### SELECTED EXCERPT
# # # #

Difficulty breathing, or shortness of breath, is the sensation that you can’t draw enough air into your lungs. People experiencing breathing difficulties feel as though the otherwise simple act of breathing takes more effort than usual. Known medically as dyspnea, it can occur at any time, whether you are resting or participating in a strenuous activity. Since it may be a sign of a serious health condition, any persistent breathing difficulty should be evaluated by a medical professional.
What Are the Reasons For Difficulty Breathing?
Breathing difficulties are common, and may be caused by a number of different factors. Some of them are minor, such as allergies or stress. Others are more serious. The majority of cases are the result of heart or lung conditions. Here are the most common ones.
- COPD (Chronic Obstructive Pulmonary Disease)
- Hiatal hernia
- Pulmonary embolism
- Pulmonary fibrosis
- Pulmonary hypertension
- Congenital heart disease
- Coronary artery disease
- Heart attack
- Heart failure
Other conditions that can cause shortness of breath include anemia, broken ribs, choking, foreign objects in the lungs and anxiety.

# # # #

### REQUIRED WORK
[a] Answer these questions from the text on difficulty breathing:
(i) What is the medical term for shortness of breath?
(ii) Which two minor causes of breathing difficulties does it name?
(iii) Which bone injury does it list among other conditions that can cause shortness of breath?
[b] Please write the next part of the text on difficulty breathing, starting after its final sentence.
The data has nothing to do with this work.

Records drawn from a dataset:
# # # #

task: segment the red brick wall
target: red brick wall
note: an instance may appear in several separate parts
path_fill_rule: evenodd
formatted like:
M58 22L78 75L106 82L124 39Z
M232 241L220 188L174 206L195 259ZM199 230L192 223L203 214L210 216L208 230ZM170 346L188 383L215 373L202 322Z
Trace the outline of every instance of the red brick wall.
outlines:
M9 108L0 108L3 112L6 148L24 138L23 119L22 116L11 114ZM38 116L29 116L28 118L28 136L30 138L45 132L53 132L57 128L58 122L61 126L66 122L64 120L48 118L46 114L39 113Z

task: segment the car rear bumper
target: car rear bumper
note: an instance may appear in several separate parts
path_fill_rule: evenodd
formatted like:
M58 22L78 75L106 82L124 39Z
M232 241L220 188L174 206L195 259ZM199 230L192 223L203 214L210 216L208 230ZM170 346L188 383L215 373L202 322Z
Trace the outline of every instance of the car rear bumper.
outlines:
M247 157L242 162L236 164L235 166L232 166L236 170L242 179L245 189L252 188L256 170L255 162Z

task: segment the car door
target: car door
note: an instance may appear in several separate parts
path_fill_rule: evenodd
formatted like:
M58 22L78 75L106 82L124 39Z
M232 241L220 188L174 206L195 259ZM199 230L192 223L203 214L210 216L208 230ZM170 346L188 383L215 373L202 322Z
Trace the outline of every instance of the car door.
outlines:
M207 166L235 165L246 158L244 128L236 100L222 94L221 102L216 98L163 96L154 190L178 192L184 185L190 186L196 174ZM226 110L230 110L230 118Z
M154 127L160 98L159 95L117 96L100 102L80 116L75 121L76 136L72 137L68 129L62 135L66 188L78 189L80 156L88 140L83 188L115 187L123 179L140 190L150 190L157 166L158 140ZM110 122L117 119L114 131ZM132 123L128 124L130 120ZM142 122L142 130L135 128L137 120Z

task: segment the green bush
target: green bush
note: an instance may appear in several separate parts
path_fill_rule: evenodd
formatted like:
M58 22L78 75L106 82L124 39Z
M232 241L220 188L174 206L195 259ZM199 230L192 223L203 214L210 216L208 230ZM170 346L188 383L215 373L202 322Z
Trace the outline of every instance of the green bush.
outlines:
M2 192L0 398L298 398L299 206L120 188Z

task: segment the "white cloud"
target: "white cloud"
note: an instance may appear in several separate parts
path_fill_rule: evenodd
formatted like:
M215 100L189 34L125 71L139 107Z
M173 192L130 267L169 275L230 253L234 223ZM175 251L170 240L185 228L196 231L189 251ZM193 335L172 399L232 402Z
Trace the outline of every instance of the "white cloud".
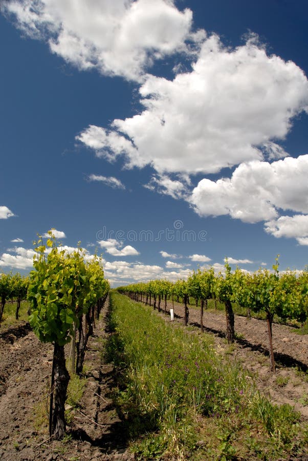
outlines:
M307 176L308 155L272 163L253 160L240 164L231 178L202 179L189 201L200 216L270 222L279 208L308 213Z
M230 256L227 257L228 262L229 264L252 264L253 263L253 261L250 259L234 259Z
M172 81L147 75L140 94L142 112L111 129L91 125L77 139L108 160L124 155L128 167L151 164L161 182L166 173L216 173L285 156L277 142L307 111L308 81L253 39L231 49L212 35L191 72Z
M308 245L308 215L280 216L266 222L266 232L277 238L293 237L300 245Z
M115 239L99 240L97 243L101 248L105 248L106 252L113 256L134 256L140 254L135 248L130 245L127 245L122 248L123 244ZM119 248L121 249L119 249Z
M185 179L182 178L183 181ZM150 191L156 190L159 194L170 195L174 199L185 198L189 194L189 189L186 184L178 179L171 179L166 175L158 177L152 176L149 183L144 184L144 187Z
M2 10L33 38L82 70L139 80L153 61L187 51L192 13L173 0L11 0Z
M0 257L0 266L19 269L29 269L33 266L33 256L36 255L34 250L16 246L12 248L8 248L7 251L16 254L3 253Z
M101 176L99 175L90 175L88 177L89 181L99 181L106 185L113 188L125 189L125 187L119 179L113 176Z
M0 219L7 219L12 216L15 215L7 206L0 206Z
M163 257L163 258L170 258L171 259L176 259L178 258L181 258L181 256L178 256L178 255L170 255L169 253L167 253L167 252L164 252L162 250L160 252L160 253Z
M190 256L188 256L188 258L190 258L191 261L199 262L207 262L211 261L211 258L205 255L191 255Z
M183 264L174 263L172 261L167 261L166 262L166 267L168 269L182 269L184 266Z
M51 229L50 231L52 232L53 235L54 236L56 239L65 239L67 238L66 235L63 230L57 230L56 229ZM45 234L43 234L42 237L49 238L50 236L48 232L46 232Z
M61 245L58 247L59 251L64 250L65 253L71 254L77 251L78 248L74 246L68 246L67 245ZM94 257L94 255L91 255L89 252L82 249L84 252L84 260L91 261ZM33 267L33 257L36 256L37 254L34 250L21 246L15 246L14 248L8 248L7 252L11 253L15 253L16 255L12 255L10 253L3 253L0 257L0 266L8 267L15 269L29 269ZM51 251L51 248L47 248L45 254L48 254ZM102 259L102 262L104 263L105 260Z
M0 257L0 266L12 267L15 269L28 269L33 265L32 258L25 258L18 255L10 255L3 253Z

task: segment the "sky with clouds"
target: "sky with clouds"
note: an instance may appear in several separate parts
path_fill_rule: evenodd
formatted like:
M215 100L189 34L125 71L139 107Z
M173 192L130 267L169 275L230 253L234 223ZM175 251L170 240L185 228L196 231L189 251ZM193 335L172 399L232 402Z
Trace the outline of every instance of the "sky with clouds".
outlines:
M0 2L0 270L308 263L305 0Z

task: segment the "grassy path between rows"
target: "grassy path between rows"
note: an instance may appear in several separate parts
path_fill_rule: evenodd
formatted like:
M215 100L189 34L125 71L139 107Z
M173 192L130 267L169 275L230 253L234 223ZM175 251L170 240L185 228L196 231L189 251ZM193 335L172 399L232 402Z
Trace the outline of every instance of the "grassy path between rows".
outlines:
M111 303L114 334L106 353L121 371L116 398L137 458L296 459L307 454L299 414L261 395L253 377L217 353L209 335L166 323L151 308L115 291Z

# # # #

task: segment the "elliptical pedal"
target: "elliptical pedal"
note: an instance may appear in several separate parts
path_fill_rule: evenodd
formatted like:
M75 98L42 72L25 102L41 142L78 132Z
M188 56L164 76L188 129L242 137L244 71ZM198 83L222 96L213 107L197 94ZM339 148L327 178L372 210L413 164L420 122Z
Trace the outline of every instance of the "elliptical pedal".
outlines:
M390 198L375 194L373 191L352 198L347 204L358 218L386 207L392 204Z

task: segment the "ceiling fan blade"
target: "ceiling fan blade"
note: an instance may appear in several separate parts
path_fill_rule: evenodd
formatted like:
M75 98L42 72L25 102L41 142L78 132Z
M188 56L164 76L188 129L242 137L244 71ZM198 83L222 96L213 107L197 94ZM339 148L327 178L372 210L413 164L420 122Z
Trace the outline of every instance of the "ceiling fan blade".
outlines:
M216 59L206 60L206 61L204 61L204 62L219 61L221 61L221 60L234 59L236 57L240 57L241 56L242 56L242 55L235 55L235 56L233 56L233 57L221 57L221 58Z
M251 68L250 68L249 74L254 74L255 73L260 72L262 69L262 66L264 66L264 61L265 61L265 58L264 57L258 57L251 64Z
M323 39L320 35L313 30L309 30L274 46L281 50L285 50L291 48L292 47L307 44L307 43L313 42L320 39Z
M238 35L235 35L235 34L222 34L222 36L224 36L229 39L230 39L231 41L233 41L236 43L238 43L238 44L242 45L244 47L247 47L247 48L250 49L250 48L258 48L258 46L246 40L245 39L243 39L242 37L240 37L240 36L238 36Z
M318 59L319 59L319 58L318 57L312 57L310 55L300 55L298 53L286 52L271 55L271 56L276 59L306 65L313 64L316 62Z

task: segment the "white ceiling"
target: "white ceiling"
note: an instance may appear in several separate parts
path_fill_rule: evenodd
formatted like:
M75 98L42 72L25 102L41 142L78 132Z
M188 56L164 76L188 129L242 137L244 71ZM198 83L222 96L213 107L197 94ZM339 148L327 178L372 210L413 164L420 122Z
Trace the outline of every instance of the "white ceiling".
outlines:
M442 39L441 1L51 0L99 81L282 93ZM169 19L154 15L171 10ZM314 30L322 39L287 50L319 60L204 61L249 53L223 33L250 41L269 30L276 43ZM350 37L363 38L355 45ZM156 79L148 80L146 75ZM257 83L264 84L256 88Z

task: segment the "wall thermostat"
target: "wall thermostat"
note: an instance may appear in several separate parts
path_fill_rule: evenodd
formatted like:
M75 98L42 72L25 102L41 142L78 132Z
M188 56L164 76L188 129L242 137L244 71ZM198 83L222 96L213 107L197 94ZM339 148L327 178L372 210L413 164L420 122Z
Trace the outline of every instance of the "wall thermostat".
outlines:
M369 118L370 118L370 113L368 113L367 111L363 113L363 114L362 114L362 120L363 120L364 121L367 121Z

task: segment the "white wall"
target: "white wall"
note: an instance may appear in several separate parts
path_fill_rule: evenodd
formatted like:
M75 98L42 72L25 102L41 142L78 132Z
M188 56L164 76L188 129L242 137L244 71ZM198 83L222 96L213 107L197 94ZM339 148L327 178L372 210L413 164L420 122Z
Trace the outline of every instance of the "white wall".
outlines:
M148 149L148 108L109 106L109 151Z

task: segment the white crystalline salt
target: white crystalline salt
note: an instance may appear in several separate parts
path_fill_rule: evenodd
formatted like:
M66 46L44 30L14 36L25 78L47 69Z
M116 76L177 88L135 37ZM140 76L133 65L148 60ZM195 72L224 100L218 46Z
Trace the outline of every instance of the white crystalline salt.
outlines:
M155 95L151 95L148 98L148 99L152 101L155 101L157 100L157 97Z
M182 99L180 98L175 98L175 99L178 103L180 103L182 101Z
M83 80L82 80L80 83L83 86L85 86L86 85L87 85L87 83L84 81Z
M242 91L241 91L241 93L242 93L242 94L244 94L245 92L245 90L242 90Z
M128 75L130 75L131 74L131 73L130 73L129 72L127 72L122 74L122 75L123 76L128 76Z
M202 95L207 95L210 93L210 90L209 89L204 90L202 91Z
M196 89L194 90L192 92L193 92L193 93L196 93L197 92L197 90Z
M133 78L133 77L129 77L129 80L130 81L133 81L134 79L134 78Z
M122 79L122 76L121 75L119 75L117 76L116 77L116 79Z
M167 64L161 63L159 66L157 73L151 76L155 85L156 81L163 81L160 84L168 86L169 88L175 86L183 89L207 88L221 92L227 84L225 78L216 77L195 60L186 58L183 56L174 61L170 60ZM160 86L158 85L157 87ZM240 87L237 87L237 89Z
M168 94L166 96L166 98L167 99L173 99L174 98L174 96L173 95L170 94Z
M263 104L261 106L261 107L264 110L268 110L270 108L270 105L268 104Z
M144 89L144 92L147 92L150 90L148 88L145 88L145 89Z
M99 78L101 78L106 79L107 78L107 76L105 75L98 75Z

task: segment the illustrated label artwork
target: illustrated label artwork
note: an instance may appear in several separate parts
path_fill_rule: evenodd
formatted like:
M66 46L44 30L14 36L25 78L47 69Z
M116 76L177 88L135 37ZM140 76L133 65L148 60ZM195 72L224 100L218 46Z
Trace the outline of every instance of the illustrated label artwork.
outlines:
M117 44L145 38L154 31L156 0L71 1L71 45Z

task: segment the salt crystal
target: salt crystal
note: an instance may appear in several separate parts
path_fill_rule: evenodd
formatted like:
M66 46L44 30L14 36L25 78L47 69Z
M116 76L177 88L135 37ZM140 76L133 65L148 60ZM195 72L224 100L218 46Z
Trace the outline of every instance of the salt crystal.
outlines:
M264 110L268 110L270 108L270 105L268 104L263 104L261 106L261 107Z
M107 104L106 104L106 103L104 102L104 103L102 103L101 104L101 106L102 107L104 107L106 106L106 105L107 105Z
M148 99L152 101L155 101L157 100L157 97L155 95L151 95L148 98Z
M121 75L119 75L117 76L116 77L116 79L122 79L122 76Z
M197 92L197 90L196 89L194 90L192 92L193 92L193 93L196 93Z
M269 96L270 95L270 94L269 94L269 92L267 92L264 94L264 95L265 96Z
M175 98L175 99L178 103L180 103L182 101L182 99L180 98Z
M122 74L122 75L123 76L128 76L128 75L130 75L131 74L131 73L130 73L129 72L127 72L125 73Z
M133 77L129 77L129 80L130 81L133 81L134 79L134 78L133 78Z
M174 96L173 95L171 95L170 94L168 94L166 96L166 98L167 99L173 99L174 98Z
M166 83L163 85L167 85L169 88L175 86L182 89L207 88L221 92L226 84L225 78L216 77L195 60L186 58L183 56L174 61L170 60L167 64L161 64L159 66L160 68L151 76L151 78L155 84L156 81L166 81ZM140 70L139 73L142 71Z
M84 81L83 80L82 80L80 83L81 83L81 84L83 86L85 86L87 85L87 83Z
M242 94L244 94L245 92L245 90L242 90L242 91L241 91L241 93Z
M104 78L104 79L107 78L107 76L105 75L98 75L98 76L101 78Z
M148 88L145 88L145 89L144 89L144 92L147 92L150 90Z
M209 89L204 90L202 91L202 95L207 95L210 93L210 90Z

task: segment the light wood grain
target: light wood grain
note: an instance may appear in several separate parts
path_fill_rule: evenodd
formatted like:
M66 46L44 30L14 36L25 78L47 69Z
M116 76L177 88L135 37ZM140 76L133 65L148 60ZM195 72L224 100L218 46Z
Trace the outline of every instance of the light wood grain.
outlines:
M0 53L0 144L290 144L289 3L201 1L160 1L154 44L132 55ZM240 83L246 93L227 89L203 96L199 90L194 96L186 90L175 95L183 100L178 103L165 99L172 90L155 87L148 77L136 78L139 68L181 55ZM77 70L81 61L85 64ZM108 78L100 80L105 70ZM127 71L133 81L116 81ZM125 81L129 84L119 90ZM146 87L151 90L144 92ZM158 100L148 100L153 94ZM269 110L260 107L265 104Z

# # # #

### RESULTS
[a]
(i) Dyspnea
(ii) Allergies and stress
(iii) Broken ribs

[b]
When to Seek Treatment
If you are experiencing sudden and severe shortness of breath – especially if it is accompanied by chest pain, dizziness or nausea – call 911. This could indicate a heart attack and is a medical emergency.
Of less immediate concern, but still necessitating a doctor’s appointment, is difficulty breathing accompanied by swelling in the feet or ankles, fever, chills, tightness in the throat, wheezing and blue fingertips or mouth. Also, if you experience trouble breathing when lying flat, or if your shortness of breath worsens, see a doctor.
The type of treatment you receive depends on what is causing your breathing difficulties. Possible solutions include lifestyle modification, meditation, counseling, exercise and medication.